The Meyer-Vietoris sequence for the above decomposition gives the short exact sequence

$$ 0 \to H_2 M \to \mathbb Z^{2g} \to \mathbb Z^{2g} \to H_1 M \to 0$$

The map in the middle is

$$f_* : H_1 S_g \to H_1 H_g \oplus H_1 H_g$$

can be thought of as a block-matrix

$$\pmatrix{ I & 0 \cr A & B }$$

provided we give $H_1 S_g$ a basis of non-trivial curves in $H_1 H_g$ followed by the belt circles for $H_g$. This means $H_1 M$ is isomorphic to $coker(B)$ and $H_2 M$ is isomorphic to $ker(B)$, where $B$ is the matrix that represents the belt circles of the first handlebody (under $f$) in the homology of the 2nd handlebody, i.e. it is essentially the matrix in your question.

To compute the homology class of a curve, for example:

  • Any curve in $M$ can be isotoped to live in just the 2nd handlebody. Once it's in the 2nd handlebody, you can read off its homology class by taking the intersection numbers with the belt discs (for the 2nd handlebody). The fact that you can perturb the curve to live in the 2nd handlebody comes from making it transverse (i.e. disjoint) to the "core" of the first handlebody, then using the fact that the first handlebody is the mapping cylinder from the boundary surface to the "core" (which is a graph, homotopy-equivalent to a wedge of $g$ circles).

  • If the isotopy is too much work, you could compute the curves intersections with the belt discs in both handlebodies. That gives you a representative in $H_1 H_g \oplus H_1 H_g$ describing the class. This intersection argument comes from the Poincare duality isomorphism $H_1 H_g \simeq H^2(H_g, S_g) \simeq Hom(H_2(H_g, S_g), \mathbb Z)$, and the fact that $H_2(H_g, S_g)$ is generated by the belt discs.

For $H_2 M$, it's similar. Meyer-Vietoris tells you to cut your surface into the regions in the 1st handlebody, and take its boundary. That's the map from $H_2 M \to ker(f_*) \subset H_1 S_g$. If you want this written explicity as an object in the kernel of $B$, recall that we are using the belt discs in the homology group $H_1 S_g$ as the last $g$ generators. To get these belt disc coordinates, again by Poincare duality we would compute the intersection number of the surface with the core curves of the first handlebody.

================================

**WRITTEN EXERCISE**
In the handlebody homology explanation, copy the part that opens with the words "provided we give" and closes with "in your question.", changing "belt circles" to "meridian curves". The material here plays no part in this.

**Data records**
================================

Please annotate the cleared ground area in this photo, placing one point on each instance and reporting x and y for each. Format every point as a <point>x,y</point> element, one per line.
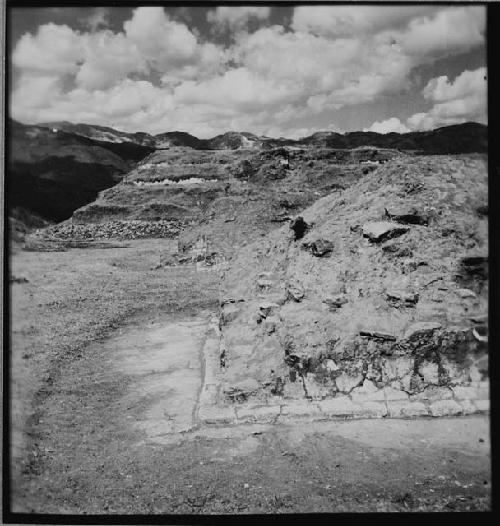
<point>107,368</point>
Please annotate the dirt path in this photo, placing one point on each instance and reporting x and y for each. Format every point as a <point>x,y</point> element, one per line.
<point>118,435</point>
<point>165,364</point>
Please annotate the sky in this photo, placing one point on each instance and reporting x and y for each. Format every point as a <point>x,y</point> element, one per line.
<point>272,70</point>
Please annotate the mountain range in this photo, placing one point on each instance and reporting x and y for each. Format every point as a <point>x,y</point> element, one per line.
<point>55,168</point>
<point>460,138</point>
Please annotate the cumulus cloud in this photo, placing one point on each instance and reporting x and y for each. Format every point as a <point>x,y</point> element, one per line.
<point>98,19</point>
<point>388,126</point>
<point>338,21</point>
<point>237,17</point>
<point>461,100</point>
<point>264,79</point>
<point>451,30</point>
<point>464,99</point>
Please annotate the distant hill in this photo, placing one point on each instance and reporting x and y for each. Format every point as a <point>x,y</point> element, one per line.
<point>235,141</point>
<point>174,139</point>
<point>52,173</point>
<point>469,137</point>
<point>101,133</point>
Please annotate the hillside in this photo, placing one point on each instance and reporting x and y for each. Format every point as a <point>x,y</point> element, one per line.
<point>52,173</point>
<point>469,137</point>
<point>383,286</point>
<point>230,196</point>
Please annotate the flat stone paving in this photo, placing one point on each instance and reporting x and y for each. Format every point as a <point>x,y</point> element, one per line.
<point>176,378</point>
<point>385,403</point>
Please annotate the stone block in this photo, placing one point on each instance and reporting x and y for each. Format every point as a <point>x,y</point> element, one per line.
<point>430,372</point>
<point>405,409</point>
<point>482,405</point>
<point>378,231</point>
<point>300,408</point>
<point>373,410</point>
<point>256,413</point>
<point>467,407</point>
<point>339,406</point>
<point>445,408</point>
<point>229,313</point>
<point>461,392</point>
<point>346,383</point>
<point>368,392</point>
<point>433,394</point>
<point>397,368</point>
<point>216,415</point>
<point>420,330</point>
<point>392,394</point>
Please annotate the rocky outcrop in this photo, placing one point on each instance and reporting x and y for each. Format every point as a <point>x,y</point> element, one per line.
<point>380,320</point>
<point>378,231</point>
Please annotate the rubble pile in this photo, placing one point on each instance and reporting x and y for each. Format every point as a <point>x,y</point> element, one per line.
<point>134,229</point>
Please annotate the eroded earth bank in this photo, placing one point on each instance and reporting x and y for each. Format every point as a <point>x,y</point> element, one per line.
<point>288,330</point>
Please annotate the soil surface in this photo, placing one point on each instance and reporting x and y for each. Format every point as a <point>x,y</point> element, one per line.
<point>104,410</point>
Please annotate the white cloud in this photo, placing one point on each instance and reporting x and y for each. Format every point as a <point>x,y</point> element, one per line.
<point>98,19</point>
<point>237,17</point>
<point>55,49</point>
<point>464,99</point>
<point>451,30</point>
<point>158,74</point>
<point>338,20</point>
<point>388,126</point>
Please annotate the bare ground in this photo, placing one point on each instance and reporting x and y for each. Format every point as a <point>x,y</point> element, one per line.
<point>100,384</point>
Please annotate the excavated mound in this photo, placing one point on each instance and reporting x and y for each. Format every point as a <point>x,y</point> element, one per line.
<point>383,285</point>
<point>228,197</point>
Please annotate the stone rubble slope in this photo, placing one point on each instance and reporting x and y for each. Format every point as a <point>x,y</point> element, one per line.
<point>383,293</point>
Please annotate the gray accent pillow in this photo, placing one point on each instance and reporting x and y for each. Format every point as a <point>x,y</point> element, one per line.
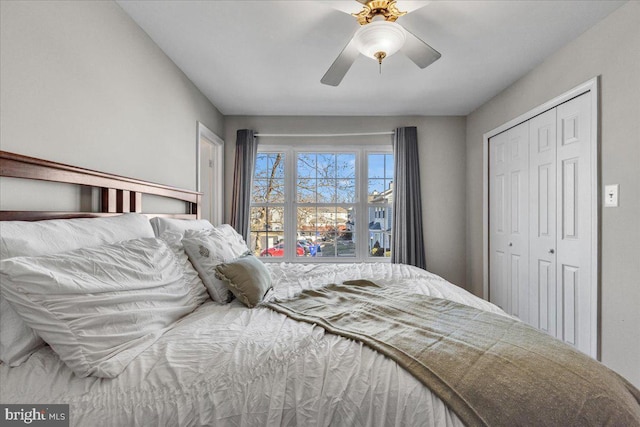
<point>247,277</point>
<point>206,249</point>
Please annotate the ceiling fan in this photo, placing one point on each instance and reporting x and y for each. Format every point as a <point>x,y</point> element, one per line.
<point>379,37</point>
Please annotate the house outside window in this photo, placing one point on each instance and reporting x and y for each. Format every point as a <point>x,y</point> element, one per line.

================================

**RIGHT ANSWER**
provided we give $H_1 S_g$ a basis of non-trivial curves in $H_1 H_g$ followed by the meridian curves for $H_g$. This means $H_1 M$ is isomorphic to $coker(B)$ and $H_2 M$ is isomorphic to $ker(B)$, where $B$ is the matrix that represents the meridian curves of the first handlebody (under $f$) in the homology of the 2nd handlebody, i.e. it is essentially the matrix in your question.